▸ **What to produce**
Show every line of the records below that contains the word "grass".

▸ **Source records**
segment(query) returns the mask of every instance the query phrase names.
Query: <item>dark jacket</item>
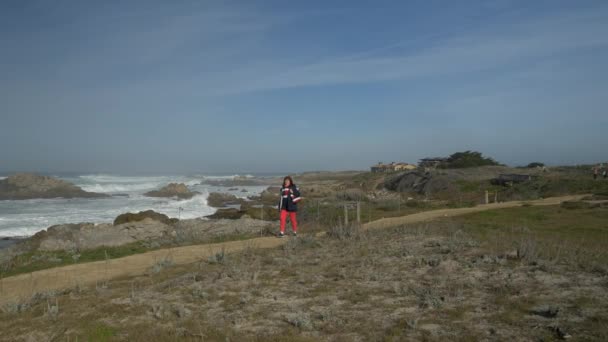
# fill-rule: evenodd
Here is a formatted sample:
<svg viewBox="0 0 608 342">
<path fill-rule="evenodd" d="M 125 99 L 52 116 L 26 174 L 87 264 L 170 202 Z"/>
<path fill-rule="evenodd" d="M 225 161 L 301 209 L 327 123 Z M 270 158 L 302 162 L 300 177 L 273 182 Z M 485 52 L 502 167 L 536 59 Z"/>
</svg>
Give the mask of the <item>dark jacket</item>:
<svg viewBox="0 0 608 342">
<path fill-rule="evenodd" d="M 300 202 L 300 189 L 295 184 L 288 188 L 281 187 L 279 191 L 279 211 L 286 209 L 287 211 L 298 211 L 298 202 Z"/>
</svg>

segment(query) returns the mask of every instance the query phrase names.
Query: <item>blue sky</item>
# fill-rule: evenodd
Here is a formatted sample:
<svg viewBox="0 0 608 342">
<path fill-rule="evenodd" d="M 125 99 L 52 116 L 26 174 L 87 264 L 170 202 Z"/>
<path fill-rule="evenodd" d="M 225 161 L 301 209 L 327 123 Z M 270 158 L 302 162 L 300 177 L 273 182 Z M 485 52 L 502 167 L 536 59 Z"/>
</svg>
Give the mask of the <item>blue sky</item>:
<svg viewBox="0 0 608 342">
<path fill-rule="evenodd" d="M 0 171 L 608 160 L 606 1 L 0 3 Z"/>
</svg>

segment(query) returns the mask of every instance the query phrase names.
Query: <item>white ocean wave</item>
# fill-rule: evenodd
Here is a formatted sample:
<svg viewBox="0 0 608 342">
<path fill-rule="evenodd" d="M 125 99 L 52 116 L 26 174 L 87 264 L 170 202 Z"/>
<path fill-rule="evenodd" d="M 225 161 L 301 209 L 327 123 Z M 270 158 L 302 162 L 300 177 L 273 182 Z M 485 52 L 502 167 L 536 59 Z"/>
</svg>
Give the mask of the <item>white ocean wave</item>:
<svg viewBox="0 0 608 342">
<path fill-rule="evenodd" d="M 255 178 L 254 175 L 239 175 L 239 174 L 234 174 L 234 175 L 230 175 L 230 176 L 207 176 L 207 175 L 201 175 L 200 176 L 203 179 L 207 179 L 207 180 L 233 180 L 233 179 L 237 179 L 237 178 Z"/>
<path fill-rule="evenodd" d="M 211 177 L 238 177 L 211 176 Z M 101 193 L 128 193 L 128 197 L 111 197 L 104 199 L 31 199 L 22 201 L 0 201 L 0 236 L 24 236 L 46 229 L 56 224 L 66 223 L 110 223 L 116 216 L 125 212 L 154 210 L 170 217 L 190 219 L 213 214 L 216 209 L 207 205 L 211 191 L 225 191 L 223 187 L 212 187 L 200 184 L 200 176 L 142 176 L 124 177 L 107 174 L 83 175 L 65 178 L 81 186 L 84 190 Z M 189 188 L 201 194 L 189 200 L 151 198 L 143 194 L 160 188 L 168 183 L 185 183 Z M 264 186 L 240 187 L 246 193 L 234 191 L 239 197 L 255 195 L 264 190 Z M 240 189 L 239 188 L 239 189 Z M 180 210 L 181 208 L 181 210 Z"/>
<path fill-rule="evenodd" d="M 138 184 L 88 184 L 80 185 L 82 190 L 99 193 L 118 193 L 118 192 L 135 192 L 154 190 L 159 188 L 162 183 L 138 183 Z"/>
<path fill-rule="evenodd" d="M 80 176 L 75 182 L 85 191 L 100 193 L 144 192 L 161 188 L 169 183 L 184 183 L 188 186 L 200 183 L 199 178 L 183 176 L 115 176 L 107 174 Z"/>
</svg>

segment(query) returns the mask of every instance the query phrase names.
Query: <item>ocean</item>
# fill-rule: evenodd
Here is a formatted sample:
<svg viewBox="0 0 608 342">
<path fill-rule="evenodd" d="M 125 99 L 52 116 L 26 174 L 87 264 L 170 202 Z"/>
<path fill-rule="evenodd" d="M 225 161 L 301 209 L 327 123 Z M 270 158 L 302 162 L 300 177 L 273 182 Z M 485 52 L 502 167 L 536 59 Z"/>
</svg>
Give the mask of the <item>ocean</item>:
<svg viewBox="0 0 608 342">
<path fill-rule="evenodd" d="M 216 209 L 207 205 L 211 192 L 232 193 L 237 197 L 259 194 L 267 186 L 229 187 L 201 184 L 204 180 L 233 179 L 238 175 L 194 176 L 119 176 L 110 174 L 52 175 L 71 182 L 85 191 L 112 195 L 100 199 L 32 199 L 0 201 L 0 236 L 30 236 L 52 225 L 65 223 L 110 223 L 126 212 L 152 209 L 182 219 L 213 214 Z M 254 177 L 253 175 L 246 175 Z M 0 177 L 5 178 L 5 177 Z M 184 183 L 201 194 L 189 200 L 146 197 L 143 194 L 169 183 Z M 246 189 L 247 192 L 241 192 Z M 181 208 L 181 210 L 180 210 Z"/>
</svg>

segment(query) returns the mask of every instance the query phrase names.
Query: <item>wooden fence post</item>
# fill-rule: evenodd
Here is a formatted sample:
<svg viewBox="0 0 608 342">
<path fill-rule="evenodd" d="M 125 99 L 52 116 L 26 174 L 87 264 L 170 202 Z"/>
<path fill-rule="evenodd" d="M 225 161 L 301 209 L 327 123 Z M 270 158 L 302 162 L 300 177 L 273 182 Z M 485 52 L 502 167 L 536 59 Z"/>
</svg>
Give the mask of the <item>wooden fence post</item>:
<svg viewBox="0 0 608 342">
<path fill-rule="evenodd" d="M 361 202 L 357 202 L 357 224 L 361 224 Z"/>
<path fill-rule="evenodd" d="M 344 204 L 344 226 L 348 226 L 348 205 Z"/>
<path fill-rule="evenodd" d="M 488 204 L 488 203 L 490 202 L 490 197 L 489 197 L 489 195 L 490 195 L 490 194 L 488 193 L 488 190 L 486 190 L 486 198 L 485 198 L 485 199 L 486 199 L 486 204 Z"/>
</svg>

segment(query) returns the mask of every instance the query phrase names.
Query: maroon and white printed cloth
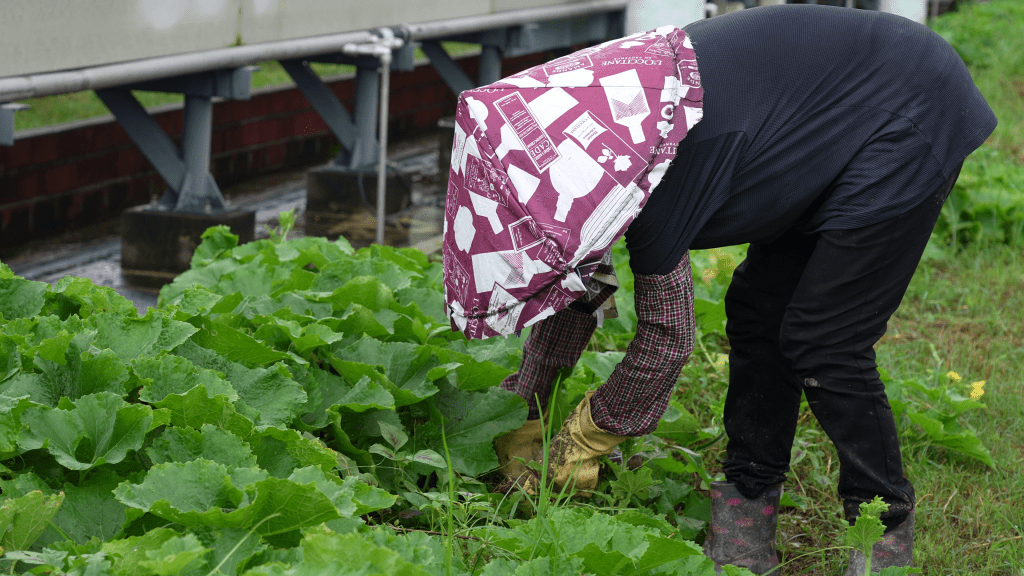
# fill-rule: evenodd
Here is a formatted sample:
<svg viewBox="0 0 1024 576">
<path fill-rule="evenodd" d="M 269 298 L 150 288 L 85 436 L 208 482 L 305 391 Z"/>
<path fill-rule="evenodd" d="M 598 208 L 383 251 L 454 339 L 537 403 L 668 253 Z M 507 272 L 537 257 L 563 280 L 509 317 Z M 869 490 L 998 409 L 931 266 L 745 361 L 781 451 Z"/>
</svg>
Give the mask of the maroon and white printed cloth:
<svg viewBox="0 0 1024 576">
<path fill-rule="evenodd" d="M 452 327 L 509 335 L 583 295 L 703 96 L 693 47 L 671 26 L 463 92 L 442 244 Z"/>
</svg>

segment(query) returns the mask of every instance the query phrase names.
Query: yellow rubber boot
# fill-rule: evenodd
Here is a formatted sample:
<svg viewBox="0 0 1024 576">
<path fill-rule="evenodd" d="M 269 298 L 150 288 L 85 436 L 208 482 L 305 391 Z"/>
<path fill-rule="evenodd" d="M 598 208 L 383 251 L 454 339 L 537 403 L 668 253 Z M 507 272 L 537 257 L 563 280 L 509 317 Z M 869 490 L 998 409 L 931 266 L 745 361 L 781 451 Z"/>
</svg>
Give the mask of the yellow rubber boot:
<svg viewBox="0 0 1024 576">
<path fill-rule="evenodd" d="M 593 490 L 597 487 L 601 456 L 607 456 L 627 436 L 618 436 L 601 430 L 590 415 L 590 397 L 587 392 L 579 406 L 569 414 L 562 430 L 551 439 L 551 476 L 555 491 L 568 486 L 575 490 Z"/>
<path fill-rule="evenodd" d="M 530 495 L 535 493 L 536 481 L 534 472 L 525 464 L 516 460 L 522 458 L 526 462 L 539 461 L 544 452 L 544 420 L 527 420 L 518 430 L 502 434 L 494 440 L 494 451 L 498 454 L 498 464 L 505 482 L 501 491 L 507 492 L 513 486 L 522 486 Z"/>
</svg>

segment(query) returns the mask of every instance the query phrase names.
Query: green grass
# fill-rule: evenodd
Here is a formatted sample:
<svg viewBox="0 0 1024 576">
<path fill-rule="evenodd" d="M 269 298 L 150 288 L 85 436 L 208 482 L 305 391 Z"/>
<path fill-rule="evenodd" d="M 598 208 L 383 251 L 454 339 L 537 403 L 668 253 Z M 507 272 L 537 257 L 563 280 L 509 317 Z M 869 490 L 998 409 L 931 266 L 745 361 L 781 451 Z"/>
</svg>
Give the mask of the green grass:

▸ **Finished exercise**
Query: green grass
Give the mask of the green grass:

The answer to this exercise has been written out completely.